** PROBLEM DESCRIPTION **
Report each line in the data below that contains the string "person", copying the line in full. Matching is case-sensitive.

─── TASK INPUT ───

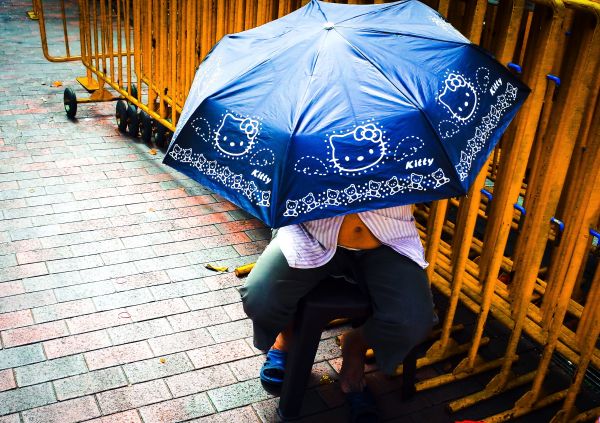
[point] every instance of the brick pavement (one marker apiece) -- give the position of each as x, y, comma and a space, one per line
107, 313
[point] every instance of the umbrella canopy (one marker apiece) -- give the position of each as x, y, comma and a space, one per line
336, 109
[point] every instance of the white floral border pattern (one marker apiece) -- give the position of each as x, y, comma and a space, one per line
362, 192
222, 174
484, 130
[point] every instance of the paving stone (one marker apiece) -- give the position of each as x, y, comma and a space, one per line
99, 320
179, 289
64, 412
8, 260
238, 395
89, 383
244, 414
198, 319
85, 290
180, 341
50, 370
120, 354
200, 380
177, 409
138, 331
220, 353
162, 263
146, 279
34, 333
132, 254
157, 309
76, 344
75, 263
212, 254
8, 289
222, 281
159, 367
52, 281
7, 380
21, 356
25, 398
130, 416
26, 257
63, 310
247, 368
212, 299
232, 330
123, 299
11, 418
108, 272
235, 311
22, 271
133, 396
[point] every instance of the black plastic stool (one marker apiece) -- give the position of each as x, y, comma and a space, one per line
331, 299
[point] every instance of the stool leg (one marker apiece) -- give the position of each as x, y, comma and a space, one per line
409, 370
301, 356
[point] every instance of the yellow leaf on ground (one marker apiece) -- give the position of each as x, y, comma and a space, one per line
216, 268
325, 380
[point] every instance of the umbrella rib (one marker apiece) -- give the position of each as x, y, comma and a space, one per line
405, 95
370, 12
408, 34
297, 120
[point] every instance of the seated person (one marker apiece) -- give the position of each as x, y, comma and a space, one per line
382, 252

───
─── TASK INPUT ───

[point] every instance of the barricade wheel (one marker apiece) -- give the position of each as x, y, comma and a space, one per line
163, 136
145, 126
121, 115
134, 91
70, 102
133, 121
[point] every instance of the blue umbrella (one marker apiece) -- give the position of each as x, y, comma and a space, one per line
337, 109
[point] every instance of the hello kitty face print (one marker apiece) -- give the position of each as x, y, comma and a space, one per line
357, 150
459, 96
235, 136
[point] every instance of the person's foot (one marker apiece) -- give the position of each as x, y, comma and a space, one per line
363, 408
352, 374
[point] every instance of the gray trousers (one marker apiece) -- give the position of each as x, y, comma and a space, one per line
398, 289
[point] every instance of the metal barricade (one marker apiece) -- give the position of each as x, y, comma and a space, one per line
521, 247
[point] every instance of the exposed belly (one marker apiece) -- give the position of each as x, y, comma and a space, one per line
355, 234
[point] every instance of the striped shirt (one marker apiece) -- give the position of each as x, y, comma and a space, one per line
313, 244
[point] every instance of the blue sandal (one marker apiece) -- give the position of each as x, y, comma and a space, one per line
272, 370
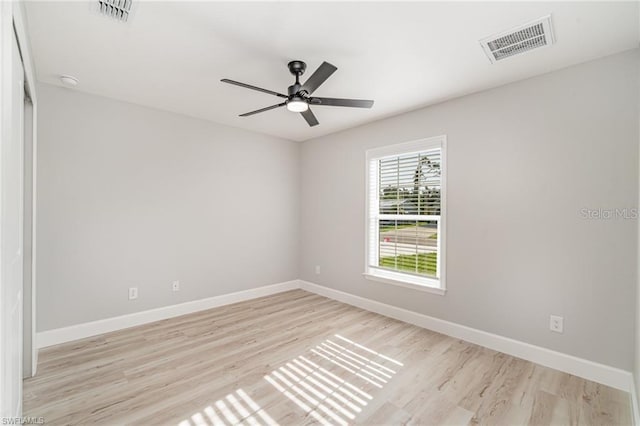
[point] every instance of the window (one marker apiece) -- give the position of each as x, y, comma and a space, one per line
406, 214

───
─── TASK INPUT ───

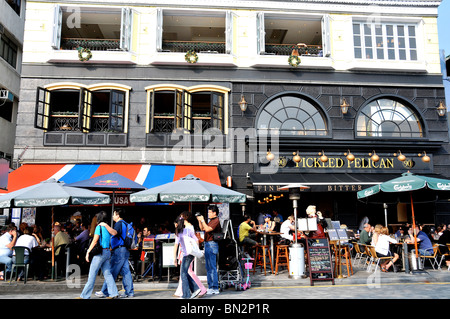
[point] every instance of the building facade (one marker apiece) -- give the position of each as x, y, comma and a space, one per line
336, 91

───

** EXERCISE ANSWER **
[point] every instance of the seated person (one marker apiece) -- give the position of each as x, y, comma and a space, one per line
[point] every instance of the person's foot (one marker apiece) -- give the position of each as x, y, comma and a space, one per line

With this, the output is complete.